◆ What to do
From the data below, copy out every line that contains the word "door".

◆ Data for the task
──────────

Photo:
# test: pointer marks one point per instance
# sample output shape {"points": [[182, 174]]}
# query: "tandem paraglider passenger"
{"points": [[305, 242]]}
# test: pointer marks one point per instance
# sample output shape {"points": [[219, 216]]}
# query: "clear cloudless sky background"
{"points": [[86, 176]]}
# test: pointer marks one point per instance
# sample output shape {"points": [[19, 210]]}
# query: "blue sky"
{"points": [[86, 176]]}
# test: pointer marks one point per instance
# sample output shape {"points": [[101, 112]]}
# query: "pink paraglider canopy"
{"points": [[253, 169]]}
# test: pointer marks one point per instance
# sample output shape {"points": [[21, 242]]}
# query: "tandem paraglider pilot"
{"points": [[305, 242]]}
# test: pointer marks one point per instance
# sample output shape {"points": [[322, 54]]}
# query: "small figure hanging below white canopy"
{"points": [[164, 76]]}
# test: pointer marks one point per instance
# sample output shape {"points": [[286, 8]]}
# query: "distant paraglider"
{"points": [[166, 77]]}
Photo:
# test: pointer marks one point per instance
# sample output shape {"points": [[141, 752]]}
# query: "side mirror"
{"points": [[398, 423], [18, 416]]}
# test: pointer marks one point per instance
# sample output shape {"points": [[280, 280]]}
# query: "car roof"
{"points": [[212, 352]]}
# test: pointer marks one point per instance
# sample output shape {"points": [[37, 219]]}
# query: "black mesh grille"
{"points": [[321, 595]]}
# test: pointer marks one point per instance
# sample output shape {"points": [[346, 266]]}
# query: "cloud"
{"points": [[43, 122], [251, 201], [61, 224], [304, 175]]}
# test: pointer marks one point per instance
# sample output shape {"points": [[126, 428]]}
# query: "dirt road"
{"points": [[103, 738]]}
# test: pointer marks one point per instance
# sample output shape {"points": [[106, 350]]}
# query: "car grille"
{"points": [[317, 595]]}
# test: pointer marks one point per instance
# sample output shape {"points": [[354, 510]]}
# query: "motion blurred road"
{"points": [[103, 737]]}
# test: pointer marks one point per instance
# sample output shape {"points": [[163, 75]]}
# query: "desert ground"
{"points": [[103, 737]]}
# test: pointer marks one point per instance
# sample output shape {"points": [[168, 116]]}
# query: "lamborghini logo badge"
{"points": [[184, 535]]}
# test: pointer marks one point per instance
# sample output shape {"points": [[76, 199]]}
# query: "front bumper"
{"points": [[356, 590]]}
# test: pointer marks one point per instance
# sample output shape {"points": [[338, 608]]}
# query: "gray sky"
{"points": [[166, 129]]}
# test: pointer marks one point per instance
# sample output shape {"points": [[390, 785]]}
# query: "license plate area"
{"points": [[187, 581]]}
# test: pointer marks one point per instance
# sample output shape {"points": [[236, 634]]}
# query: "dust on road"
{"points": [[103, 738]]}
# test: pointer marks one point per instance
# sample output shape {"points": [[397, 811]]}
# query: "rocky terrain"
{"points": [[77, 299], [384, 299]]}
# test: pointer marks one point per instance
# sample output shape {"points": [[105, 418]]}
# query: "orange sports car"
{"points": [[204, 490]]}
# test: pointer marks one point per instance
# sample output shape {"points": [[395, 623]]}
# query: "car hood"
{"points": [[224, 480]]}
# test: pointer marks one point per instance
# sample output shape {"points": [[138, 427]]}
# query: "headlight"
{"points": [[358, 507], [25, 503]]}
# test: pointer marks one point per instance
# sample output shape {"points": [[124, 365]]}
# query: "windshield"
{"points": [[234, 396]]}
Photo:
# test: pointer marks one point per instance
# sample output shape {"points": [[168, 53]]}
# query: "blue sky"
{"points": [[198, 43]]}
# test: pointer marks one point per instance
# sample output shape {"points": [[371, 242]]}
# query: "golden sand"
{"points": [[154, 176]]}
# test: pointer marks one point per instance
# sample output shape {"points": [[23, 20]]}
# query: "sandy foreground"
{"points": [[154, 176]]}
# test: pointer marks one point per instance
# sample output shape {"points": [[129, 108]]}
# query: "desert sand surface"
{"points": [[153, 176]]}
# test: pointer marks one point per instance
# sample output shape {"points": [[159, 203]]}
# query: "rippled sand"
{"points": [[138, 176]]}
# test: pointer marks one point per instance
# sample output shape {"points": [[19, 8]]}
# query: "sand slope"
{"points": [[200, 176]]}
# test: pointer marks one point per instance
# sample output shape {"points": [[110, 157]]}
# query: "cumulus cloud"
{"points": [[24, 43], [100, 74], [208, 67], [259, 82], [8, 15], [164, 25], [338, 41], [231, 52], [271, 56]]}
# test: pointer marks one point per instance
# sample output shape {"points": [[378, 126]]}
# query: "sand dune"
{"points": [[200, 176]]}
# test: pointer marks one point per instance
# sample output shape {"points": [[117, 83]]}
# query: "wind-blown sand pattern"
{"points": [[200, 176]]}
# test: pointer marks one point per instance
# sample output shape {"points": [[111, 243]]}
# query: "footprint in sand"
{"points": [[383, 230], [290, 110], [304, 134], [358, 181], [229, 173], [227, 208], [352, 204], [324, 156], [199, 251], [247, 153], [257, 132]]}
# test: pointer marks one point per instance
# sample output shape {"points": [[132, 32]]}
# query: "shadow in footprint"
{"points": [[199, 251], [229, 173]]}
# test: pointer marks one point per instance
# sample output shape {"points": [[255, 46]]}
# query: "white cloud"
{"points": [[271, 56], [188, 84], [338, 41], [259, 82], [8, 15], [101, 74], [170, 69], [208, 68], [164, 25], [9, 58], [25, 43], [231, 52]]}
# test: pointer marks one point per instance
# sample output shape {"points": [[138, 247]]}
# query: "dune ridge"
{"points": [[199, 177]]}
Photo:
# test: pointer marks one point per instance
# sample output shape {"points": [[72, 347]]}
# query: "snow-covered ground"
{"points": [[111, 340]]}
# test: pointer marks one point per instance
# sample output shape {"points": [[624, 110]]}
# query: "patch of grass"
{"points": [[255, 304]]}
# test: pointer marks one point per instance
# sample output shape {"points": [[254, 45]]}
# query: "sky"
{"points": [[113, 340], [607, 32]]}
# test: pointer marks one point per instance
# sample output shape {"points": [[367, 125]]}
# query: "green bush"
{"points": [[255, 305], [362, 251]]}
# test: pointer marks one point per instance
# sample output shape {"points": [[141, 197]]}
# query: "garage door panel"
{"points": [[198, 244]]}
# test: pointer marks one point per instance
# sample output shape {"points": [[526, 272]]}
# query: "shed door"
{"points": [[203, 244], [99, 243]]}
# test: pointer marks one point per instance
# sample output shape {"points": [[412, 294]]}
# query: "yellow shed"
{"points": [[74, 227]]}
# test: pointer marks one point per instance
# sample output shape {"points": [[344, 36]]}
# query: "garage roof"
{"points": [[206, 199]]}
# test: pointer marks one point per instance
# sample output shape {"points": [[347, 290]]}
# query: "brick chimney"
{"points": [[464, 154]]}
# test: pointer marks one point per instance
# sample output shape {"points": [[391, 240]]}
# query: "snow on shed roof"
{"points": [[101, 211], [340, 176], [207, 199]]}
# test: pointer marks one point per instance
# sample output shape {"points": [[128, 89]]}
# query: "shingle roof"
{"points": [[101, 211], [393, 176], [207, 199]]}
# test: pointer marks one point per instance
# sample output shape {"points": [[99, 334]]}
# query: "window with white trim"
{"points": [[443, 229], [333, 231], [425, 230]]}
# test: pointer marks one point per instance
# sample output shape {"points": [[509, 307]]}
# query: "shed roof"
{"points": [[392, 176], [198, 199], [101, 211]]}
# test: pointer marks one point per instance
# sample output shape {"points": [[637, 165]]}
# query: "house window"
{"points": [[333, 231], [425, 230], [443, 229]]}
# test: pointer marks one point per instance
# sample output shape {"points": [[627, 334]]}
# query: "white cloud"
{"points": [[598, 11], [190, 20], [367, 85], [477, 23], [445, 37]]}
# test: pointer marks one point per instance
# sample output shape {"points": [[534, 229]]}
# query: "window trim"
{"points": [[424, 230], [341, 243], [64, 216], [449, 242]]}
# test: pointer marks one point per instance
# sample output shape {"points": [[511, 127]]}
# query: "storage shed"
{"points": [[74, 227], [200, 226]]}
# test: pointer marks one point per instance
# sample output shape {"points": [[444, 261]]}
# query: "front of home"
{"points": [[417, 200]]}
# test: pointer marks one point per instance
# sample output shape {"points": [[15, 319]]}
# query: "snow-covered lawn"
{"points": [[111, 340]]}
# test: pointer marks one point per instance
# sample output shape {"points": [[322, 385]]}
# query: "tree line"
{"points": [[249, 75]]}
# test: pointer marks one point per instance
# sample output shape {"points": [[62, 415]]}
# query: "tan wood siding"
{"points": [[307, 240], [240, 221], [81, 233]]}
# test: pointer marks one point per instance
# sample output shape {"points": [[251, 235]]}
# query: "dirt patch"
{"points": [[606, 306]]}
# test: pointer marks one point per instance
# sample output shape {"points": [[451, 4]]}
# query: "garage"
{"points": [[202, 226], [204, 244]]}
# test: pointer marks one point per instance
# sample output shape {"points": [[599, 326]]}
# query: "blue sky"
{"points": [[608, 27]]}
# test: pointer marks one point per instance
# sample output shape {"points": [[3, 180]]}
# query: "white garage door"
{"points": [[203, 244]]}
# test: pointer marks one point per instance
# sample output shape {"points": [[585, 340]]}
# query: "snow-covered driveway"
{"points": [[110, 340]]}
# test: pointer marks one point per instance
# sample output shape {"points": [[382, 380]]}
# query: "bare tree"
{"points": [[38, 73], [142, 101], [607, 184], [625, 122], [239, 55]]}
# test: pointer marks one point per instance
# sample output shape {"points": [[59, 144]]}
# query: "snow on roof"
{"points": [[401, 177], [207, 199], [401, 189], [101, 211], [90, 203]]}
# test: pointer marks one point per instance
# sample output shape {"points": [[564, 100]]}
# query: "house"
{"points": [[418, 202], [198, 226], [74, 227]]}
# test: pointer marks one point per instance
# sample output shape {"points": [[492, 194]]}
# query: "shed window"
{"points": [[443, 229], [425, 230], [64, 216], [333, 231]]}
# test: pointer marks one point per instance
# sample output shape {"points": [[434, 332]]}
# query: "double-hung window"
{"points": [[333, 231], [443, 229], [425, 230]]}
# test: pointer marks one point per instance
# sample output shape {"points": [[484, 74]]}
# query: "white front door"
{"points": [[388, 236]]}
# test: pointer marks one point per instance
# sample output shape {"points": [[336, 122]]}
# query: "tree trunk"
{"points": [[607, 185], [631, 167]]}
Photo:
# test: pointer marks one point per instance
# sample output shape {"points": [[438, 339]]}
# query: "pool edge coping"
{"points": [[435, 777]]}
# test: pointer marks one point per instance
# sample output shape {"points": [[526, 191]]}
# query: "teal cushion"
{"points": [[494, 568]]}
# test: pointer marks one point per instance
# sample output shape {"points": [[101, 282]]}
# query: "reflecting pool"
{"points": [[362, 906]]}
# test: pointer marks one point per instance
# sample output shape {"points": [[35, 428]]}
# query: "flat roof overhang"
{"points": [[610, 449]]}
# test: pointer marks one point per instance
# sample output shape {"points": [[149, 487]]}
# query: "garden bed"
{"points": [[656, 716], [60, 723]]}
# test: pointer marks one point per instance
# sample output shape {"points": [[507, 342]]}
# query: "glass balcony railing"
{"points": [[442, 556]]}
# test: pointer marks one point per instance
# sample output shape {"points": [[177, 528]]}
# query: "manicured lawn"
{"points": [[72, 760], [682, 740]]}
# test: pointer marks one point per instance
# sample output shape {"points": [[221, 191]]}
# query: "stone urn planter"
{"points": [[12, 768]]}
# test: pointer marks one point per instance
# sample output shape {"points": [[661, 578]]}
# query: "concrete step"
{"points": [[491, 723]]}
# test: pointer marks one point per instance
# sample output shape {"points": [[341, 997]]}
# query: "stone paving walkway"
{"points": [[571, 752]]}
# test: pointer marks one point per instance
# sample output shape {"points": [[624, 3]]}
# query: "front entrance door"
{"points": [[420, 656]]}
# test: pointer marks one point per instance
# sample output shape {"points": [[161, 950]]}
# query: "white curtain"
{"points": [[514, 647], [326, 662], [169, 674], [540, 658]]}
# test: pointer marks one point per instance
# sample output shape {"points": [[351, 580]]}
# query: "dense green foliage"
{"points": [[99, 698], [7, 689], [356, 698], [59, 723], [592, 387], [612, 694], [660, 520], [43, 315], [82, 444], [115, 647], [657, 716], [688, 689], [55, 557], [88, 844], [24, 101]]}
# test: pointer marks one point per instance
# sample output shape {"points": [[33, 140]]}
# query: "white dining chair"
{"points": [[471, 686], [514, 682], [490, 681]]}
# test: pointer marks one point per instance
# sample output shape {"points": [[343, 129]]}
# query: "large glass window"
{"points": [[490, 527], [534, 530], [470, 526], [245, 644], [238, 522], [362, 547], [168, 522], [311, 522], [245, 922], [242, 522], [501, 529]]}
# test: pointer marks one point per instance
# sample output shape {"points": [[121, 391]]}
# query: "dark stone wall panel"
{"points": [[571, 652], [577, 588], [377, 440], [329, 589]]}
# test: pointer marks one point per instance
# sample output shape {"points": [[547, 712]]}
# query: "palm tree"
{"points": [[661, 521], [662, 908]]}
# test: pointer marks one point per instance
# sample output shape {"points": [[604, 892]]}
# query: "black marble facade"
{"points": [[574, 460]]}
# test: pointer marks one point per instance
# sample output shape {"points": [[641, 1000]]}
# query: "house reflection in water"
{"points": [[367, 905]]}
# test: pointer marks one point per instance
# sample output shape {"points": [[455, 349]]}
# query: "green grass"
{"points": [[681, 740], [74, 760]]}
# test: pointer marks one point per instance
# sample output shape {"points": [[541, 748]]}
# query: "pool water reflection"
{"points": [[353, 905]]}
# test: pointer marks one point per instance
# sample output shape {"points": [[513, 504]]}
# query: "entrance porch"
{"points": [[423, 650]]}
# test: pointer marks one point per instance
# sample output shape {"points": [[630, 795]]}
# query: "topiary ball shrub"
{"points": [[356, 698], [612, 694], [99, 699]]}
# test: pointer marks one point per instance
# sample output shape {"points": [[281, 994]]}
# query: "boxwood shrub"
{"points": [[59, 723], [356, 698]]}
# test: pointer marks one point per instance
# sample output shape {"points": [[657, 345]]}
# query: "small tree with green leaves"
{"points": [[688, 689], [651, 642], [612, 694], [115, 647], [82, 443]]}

──────────

◆ Solution for this problem
# query: "garage door panel"
# query: "shed door"
# query: "white garage door"
# query: "white front door"
# query: "front entrance door"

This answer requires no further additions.